WORK REQUIRED: Gather each line of the entries below that contains the word "splash", and copy those lines in full.

++++++++++

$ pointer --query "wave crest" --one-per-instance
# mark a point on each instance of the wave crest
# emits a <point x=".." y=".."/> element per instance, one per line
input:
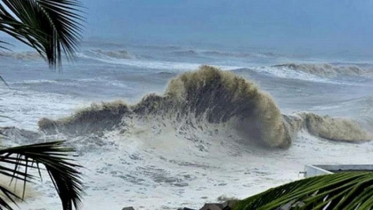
<point x="214" y="97"/>
<point x="326" y="70"/>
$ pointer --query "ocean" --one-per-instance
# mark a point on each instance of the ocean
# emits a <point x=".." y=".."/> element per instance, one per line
<point x="178" y="126"/>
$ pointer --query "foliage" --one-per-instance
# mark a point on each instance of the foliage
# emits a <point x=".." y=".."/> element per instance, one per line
<point x="16" y="163"/>
<point x="348" y="190"/>
<point x="52" y="27"/>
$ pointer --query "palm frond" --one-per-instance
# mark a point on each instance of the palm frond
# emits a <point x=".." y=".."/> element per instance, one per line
<point x="348" y="191"/>
<point x="52" y="27"/>
<point x="17" y="162"/>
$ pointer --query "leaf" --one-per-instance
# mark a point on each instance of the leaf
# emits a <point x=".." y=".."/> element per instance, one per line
<point x="62" y="171"/>
<point x="348" y="191"/>
<point x="52" y="27"/>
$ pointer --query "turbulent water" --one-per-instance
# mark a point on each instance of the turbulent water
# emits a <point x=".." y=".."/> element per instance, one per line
<point x="160" y="127"/>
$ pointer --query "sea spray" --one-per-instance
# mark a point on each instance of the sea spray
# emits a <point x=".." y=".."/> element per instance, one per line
<point x="326" y="70"/>
<point x="208" y="96"/>
<point x="336" y="129"/>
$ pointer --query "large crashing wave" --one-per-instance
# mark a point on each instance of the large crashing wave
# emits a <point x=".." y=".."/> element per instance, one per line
<point x="326" y="70"/>
<point x="210" y="96"/>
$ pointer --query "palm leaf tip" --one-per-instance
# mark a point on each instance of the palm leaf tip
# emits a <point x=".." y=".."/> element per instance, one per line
<point x="52" y="27"/>
<point x="350" y="190"/>
<point x="63" y="172"/>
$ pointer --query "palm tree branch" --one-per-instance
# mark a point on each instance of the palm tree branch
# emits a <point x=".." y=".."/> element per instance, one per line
<point x="62" y="171"/>
<point x="335" y="191"/>
<point x="50" y="26"/>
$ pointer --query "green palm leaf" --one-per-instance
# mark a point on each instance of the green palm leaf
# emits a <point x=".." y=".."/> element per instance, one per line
<point x="16" y="163"/>
<point x="52" y="27"/>
<point x="348" y="191"/>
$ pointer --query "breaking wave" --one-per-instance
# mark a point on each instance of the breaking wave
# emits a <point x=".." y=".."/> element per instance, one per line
<point x="206" y="97"/>
<point x="326" y="70"/>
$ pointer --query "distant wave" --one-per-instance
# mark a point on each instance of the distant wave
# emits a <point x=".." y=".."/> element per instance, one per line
<point x="185" y="53"/>
<point x="21" y="55"/>
<point x="239" y="55"/>
<point x="336" y="129"/>
<point x="118" y="54"/>
<point x="205" y="97"/>
<point x="326" y="70"/>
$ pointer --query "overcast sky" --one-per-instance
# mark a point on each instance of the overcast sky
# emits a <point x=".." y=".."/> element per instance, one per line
<point x="323" y="25"/>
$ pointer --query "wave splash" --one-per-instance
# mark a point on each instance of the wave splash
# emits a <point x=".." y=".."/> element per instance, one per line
<point x="326" y="70"/>
<point x="208" y="96"/>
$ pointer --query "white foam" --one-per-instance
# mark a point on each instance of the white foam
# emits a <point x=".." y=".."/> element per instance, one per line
<point x="150" y="64"/>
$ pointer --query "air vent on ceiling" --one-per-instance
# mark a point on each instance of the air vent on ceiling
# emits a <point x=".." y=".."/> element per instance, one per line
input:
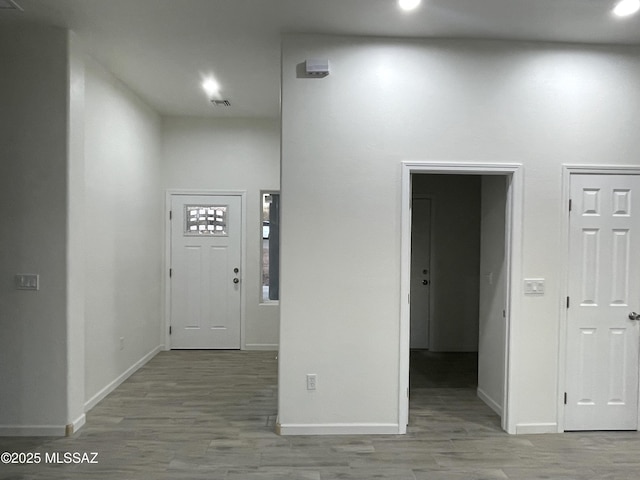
<point x="9" y="5"/>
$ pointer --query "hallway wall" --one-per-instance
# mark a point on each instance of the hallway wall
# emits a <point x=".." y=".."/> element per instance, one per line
<point x="123" y="231"/>
<point x="33" y="232"/>
<point x="231" y="154"/>
<point x="389" y="100"/>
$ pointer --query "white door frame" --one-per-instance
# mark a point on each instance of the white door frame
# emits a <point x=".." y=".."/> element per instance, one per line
<point x="167" y="258"/>
<point x="567" y="171"/>
<point x="513" y="246"/>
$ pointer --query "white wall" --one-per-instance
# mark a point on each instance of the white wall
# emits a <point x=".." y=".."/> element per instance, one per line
<point x="231" y="154"/>
<point x="455" y="260"/>
<point x="344" y="137"/>
<point x="491" y="342"/>
<point x="33" y="233"/>
<point x="124" y="231"/>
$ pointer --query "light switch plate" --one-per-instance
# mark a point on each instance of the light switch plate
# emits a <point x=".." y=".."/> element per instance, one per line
<point x="28" y="281"/>
<point x="534" y="286"/>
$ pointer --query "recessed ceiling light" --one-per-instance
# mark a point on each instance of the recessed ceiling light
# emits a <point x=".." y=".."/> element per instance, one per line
<point x="408" y="5"/>
<point x="210" y="86"/>
<point x="624" y="8"/>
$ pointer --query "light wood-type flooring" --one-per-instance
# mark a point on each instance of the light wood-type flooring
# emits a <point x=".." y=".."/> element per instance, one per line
<point x="211" y="415"/>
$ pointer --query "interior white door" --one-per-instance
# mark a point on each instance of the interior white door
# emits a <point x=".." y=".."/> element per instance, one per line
<point x="420" y="272"/>
<point x="604" y="287"/>
<point x="206" y="232"/>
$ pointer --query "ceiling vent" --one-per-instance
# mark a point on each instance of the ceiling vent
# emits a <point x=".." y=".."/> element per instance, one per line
<point x="9" y="5"/>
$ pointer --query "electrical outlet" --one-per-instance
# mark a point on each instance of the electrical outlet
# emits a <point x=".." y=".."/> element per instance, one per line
<point x="311" y="381"/>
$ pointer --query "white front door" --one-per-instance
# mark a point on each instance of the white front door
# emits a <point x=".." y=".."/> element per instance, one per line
<point x="205" y="271"/>
<point x="420" y="271"/>
<point x="604" y="288"/>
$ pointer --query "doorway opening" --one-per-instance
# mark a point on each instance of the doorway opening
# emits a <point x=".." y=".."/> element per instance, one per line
<point x="458" y="261"/>
<point x="457" y="295"/>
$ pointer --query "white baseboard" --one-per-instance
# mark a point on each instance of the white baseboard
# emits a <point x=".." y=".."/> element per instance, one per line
<point x="339" y="429"/>
<point x="32" y="430"/>
<point x="535" y="428"/>
<point x="493" y="405"/>
<point x="42" y="430"/>
<point x="78" y="423"/>
<point x="261" y="346"/>
<point x="98" y="397"/>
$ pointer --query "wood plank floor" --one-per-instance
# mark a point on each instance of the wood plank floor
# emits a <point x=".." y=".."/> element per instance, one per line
<point x="211" y="414"/>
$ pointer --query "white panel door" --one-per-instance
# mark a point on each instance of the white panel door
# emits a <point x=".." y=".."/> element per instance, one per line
<point x="205" y="271"/>
<point x="604" y="288"/>
<point x="420" y="272"/>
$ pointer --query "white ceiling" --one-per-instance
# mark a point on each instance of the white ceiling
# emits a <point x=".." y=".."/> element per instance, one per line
<point x="160" y="48"/>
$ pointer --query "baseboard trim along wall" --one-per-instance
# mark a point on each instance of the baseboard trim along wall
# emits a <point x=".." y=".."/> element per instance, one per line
<point x="534" y="428"/>
<point x="98" y="397"/>
<point x="261" y="346"/>
<point x="338" y="429"/>
<point x="33" y="430"/>
<point x="76" y="425"/>
<point x="491" y="403"/>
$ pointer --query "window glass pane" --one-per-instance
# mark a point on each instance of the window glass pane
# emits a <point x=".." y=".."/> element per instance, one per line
<point x="205" y="220"/>
<point x="270" y="246"/>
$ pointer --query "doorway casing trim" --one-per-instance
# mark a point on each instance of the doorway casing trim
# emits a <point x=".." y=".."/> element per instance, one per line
<point x="166" y="314"/>
<point x="567" y="171"/>
<point x="513" y="228"/>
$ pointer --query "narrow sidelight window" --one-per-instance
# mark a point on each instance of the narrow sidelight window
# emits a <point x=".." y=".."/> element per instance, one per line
<point x="270" y="246"/>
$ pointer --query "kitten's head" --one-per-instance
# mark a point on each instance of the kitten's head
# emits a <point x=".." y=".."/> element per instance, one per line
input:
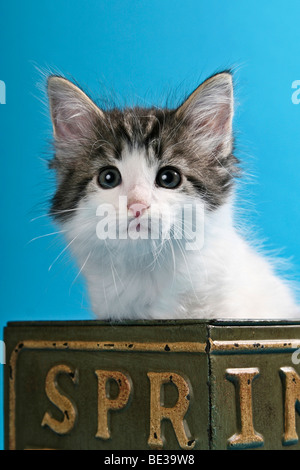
<point x="154" y="159"/>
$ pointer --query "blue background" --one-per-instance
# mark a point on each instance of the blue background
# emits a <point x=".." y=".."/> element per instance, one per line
<point x="142" y="50"/>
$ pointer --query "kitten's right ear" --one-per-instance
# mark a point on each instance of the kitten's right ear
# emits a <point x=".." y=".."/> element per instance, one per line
<point x="73" y="113"/>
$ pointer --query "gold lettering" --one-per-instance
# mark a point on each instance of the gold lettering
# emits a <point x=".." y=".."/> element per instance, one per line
<point x="105" y="403"/>
<point x="175" y="414"/>
<point x="63" y="403"/>
<point x="291" y="381"/>
<point x="242" y="379"/>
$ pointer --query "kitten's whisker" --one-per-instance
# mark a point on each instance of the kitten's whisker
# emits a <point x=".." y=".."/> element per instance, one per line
<point x="45" y="235"/>
<point x="78" y="274"/>
<point x="66" y="247"/>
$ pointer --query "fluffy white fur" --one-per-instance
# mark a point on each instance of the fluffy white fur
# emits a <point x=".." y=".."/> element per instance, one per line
<point x="149" y="279"/>
<point x="142" y="279"/>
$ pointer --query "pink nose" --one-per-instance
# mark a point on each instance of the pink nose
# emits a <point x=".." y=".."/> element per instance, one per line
<point x="137" y="209"/>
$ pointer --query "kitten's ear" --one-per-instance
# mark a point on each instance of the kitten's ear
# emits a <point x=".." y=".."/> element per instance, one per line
<point x="208" y="112"/>
<point x="73" y="113"/>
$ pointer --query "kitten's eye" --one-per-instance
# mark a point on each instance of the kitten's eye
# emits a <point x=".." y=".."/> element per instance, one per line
<point x="168" y="177"/>
<point x="109" y="178"/>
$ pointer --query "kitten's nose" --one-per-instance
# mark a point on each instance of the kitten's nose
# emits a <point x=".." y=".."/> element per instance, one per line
<point x="137" y="209"/>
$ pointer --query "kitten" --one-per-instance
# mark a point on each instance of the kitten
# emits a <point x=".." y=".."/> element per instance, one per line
<point x="162" y="180"/>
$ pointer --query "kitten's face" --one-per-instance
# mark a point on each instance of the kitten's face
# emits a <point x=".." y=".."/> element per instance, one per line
<point x="144" y="164"/>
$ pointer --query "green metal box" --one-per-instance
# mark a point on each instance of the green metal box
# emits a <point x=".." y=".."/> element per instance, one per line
<point x="166" y="385"/>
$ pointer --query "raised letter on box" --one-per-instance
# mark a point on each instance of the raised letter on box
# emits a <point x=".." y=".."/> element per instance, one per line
<point x="242" y="379"/>
<point x="63" y="403"/>
<point x="105" y="403"/>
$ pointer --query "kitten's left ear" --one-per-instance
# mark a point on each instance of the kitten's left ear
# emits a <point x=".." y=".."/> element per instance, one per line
<point x="73" y="113"/>
<point x="208" y="112"/>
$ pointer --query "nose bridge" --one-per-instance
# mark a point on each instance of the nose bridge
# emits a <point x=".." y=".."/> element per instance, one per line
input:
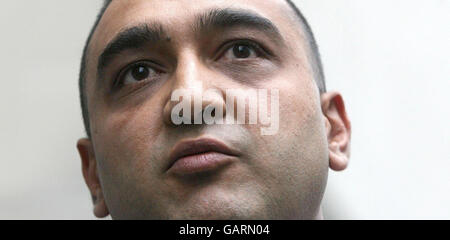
<point x="192" y="77"/>
<point x="189" y="74"/>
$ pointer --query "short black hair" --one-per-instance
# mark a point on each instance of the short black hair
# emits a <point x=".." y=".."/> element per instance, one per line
<point x="313" y="55"/>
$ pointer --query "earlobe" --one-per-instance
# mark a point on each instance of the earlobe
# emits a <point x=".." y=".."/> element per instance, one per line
<point x="338" y="130"/>
<point x="90" y="174"/>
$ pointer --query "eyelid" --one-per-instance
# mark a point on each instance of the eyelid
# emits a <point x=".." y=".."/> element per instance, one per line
<point x="123" y="72"/>
<point x="260" y="49"/>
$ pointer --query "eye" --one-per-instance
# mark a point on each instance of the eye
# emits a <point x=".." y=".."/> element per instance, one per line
<point x="137" y="73"/>
<point x="241" y="51"/>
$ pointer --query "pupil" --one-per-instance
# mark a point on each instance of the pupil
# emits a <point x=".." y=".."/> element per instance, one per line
<point x="140" y="73"/>
<point x="241" y="51"/>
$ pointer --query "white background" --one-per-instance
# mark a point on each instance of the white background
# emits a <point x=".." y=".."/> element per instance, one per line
<point x="390" y="59"/>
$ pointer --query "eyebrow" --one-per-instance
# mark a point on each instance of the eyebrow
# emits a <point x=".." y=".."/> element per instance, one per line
<point x="151" y="33"/>
<point x="130" y="38"/>
<point x="228" y="18"/>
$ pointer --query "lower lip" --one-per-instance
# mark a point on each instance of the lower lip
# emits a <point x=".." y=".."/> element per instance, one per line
<point x="199" y="163"/>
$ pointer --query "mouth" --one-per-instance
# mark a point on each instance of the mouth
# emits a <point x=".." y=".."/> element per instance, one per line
<point x="198" y="156"/>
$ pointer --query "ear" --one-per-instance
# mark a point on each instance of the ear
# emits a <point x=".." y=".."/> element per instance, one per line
<point x="338" y="130"/>
<point x="90" y="174"/>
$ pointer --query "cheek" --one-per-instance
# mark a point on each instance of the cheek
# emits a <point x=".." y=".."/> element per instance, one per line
<point x="126" y="138"/>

++++++++++

RESPONSE FOR THIS EXERCISE:
$ pointer --query "wave splash" --one-per-instance
# mark a point on each instance of the wave splash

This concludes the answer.